▸ Task
Return the entries exactly. Images are not part of the copy.

▸ Given entries
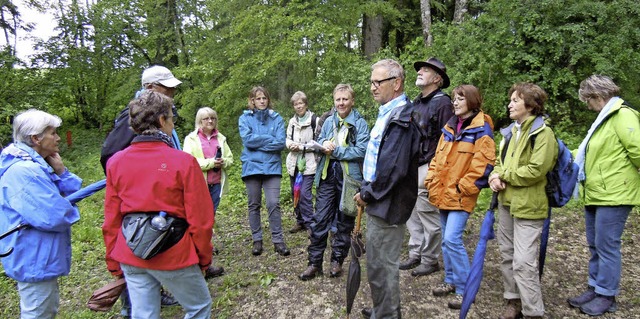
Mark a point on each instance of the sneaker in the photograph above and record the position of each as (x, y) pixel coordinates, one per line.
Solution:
(599, 305)
(443, 289)
(166, 299)
(582, 299)
(409, 263)
(257, 248)
(456, 302)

▸ Answer to this problem
Mark a point on each instance of the sneaker in the photograph above and record the position of each as (x, y) pixel coordinates, one per line.
Solution:
(599, 305)
(443, 289)
(166, 299)
(582, 299)
(409, 263)
(257, 248)
(456, 302)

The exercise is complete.